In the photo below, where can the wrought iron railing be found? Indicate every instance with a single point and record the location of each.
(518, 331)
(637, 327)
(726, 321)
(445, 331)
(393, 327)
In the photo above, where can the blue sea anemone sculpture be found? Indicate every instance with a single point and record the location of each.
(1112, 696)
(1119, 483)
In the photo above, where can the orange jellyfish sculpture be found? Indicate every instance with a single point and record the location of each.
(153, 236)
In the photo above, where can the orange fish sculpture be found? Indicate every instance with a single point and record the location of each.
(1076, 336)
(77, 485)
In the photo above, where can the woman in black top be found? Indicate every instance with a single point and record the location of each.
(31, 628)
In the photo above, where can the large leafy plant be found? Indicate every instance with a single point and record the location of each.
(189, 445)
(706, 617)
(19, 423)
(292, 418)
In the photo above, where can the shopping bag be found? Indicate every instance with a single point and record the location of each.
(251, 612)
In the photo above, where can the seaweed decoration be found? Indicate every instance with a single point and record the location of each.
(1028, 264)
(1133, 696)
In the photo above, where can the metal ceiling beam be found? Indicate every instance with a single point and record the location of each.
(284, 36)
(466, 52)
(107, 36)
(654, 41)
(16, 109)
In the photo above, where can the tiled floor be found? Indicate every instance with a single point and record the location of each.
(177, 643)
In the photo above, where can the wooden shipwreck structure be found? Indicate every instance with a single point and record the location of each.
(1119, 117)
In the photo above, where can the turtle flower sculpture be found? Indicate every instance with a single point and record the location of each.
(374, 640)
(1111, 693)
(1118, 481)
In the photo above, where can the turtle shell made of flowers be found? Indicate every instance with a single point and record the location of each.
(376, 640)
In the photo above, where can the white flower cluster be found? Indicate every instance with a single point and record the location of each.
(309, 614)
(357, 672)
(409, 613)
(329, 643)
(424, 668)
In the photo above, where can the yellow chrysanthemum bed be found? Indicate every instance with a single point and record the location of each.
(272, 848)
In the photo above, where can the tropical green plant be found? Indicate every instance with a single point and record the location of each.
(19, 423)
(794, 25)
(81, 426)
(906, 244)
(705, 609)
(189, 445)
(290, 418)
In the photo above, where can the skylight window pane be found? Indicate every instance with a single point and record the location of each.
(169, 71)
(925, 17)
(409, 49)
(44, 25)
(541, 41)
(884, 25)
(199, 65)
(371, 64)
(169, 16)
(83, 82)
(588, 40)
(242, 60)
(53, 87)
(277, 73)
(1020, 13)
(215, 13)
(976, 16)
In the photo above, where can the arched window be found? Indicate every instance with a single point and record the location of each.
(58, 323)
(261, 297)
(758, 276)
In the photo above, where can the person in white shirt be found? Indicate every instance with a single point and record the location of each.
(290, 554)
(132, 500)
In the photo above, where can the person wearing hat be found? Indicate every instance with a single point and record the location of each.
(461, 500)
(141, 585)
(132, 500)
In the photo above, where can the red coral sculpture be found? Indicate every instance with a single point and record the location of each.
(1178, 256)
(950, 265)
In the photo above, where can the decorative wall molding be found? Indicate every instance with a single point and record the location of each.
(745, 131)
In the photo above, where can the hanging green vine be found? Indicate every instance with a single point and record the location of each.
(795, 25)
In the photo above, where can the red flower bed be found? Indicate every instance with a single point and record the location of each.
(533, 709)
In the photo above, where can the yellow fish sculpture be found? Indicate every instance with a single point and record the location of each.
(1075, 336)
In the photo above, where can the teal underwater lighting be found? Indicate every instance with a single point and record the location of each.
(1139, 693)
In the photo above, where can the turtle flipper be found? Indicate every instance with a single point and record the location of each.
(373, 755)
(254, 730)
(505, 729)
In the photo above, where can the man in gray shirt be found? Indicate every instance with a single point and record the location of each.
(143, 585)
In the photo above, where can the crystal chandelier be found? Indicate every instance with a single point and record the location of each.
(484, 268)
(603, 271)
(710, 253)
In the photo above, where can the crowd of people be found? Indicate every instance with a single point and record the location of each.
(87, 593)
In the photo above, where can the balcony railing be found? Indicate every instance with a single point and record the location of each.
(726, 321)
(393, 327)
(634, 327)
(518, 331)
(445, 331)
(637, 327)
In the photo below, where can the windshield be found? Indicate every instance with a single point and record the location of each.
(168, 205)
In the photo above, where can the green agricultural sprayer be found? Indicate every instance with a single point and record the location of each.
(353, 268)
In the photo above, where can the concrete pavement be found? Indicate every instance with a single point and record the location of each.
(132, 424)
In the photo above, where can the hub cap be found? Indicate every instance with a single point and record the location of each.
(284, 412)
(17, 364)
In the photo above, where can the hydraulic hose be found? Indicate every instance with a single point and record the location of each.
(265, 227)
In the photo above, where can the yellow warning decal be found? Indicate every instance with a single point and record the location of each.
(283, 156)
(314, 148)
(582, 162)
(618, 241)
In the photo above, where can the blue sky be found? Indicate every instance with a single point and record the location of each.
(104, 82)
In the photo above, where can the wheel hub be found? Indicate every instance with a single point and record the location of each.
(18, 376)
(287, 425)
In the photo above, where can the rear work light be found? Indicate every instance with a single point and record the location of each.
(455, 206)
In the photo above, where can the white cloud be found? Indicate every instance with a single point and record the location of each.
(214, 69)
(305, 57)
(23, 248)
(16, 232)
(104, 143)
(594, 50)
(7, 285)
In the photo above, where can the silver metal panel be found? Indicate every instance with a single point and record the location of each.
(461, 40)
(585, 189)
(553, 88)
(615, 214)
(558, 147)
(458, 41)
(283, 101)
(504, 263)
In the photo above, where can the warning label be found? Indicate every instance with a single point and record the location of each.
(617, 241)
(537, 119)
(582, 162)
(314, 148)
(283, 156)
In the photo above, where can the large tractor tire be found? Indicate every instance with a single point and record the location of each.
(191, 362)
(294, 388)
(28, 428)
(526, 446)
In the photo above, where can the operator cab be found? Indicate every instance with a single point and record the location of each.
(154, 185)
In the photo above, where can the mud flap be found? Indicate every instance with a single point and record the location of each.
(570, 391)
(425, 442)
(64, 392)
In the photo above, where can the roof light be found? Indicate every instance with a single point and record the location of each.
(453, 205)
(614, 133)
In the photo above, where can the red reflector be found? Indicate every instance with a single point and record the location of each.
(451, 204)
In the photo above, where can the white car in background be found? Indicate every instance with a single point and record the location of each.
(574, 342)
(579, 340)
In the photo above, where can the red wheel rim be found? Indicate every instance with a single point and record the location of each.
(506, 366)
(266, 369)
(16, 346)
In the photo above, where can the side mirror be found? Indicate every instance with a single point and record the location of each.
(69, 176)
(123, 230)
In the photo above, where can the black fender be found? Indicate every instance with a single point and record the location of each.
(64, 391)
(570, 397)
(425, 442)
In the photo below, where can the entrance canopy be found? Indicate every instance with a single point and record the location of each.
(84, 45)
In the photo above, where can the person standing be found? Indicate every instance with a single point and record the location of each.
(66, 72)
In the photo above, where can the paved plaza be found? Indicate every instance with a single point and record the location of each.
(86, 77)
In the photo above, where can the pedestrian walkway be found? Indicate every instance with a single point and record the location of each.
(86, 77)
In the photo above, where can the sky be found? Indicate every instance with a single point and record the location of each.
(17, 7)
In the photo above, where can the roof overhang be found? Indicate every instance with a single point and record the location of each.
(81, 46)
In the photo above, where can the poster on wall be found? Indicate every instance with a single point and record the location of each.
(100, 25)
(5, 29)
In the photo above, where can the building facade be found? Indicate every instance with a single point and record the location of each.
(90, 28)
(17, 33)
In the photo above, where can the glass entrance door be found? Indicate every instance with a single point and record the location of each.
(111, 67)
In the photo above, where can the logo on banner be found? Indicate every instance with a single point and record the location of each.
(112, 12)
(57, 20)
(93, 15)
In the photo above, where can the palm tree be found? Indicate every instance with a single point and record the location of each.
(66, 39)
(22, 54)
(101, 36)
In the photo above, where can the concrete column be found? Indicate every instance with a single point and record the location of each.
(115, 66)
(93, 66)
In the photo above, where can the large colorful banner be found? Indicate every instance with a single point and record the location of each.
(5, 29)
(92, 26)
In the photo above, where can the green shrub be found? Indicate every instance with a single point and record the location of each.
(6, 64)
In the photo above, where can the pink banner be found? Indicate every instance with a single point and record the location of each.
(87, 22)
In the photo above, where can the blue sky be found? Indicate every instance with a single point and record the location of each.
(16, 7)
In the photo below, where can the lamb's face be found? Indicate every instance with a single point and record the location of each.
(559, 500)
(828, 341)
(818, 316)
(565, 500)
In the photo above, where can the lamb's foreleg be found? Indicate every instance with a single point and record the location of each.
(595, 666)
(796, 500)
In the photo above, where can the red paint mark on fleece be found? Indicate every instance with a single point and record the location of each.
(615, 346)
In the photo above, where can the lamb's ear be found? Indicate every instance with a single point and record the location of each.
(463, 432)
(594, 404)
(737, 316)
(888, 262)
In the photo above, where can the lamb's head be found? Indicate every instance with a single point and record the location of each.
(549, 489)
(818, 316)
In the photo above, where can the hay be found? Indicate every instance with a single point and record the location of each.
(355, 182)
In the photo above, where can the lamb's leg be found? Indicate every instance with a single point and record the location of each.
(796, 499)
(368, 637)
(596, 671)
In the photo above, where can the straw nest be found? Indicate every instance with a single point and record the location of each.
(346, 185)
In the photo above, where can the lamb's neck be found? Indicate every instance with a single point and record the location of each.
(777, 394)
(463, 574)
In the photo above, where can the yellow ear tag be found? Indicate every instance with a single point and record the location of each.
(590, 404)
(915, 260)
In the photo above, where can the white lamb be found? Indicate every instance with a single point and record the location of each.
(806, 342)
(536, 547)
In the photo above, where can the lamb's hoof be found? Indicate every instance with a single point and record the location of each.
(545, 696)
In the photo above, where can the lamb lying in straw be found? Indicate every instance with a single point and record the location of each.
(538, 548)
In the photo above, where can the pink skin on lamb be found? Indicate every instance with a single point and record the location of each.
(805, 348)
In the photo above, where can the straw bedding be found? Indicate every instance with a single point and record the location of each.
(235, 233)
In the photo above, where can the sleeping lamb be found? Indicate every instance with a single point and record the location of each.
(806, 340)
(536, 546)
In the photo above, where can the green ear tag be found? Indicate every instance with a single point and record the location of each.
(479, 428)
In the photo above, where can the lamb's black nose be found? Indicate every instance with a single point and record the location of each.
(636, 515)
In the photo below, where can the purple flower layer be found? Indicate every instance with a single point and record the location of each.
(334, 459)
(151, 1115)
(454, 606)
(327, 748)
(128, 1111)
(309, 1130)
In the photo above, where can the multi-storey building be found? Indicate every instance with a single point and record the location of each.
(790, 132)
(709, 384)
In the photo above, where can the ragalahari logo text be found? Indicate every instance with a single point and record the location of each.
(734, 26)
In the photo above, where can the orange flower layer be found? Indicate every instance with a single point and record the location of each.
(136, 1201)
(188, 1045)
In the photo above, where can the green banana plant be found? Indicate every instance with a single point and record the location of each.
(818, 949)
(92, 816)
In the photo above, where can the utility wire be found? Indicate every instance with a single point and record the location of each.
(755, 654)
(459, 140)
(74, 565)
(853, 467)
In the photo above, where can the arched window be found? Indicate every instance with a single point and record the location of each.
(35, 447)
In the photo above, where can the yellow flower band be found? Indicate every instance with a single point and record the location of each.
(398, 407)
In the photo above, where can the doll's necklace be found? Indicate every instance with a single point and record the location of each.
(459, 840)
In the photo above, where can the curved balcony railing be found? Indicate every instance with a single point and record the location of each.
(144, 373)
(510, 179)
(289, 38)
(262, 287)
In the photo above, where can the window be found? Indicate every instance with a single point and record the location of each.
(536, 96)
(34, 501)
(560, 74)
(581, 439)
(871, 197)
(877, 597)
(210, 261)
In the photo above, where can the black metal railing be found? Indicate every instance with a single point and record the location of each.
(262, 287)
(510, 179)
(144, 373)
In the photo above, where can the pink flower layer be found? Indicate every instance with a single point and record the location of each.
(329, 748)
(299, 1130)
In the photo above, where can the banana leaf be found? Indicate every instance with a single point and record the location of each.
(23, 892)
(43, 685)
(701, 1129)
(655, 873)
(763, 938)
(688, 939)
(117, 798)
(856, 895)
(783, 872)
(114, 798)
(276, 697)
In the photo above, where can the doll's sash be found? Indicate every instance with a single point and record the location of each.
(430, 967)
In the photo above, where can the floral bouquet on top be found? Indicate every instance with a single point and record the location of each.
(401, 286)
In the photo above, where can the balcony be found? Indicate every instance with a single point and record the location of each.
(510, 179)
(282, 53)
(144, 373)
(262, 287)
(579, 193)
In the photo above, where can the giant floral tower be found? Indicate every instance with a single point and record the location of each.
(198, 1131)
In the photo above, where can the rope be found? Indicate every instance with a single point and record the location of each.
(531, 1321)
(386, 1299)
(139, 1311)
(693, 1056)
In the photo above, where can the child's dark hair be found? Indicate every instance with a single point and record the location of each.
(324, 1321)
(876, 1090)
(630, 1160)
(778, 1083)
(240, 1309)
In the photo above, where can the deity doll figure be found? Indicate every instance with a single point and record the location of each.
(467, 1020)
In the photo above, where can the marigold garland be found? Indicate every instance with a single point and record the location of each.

### [Stated task]
Please write out the items from the start through the line holding "(1119, 483)", inclusive, substituting "one point" for "single point" and keeping everything else unchanged.

### [Task solution]
In the photo below, where can the wrought iron railing be found? Indicate every instance with a one point and record the location of each.
(518, 331)
(637, 327)
(726, 321)
(445, 331)
(393, 327)
In the photo above, where can the blue sea anemone sculpture be found? Indicate every instance with a one point and record the location of each.
(1112, 696)
(1119, 483)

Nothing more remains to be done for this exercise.